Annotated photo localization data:
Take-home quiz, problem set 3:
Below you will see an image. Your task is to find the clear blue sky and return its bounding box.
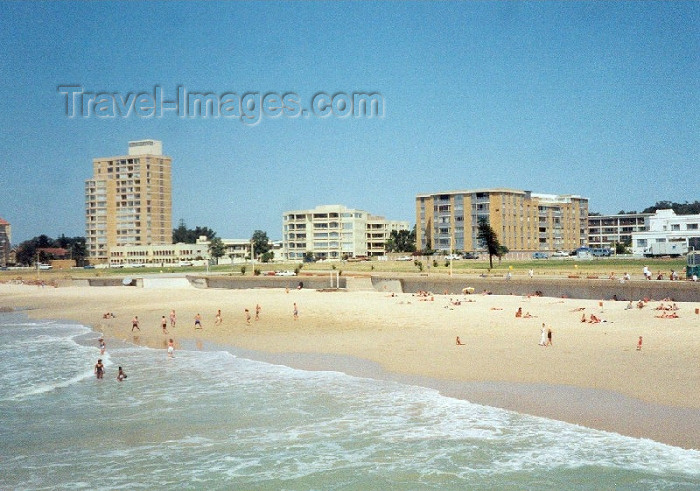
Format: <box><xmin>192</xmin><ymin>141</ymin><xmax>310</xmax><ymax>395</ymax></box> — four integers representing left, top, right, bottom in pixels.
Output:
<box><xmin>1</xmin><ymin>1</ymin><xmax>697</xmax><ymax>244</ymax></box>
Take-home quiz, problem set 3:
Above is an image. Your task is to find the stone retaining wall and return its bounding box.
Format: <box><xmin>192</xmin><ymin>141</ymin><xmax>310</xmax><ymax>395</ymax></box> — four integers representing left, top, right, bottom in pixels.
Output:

## Assignment:
Write out every line above exactly as it is, leaving out the pictures.

## Reply to the task:
Take-home quiz, problem set 3:
Below you will see an image. Your task is to find the clear blue sky and return its bounding box.
Format: <box><xmin>192</xmin><ymin>141</ymin><xmax>310</xmax><ymax>395</ymax></box> — four integers representing left, top, right, bottom in pixels.
Output:
<box><xmin>1</xmin><ymin>1</ymin><xmax>697</xmax><ymax>244</ymax></box>
Take-home quiz, problem set 3:
Above is an image. Your task is to find the stone retaining wall and return its bounding box.
Format: <box><xmin>192</xmin><ymin>141</ymin><xmax>310</xmax><ymax>395</ymax></box> — four integers representing left, top, right, bottom in pixels.
Output:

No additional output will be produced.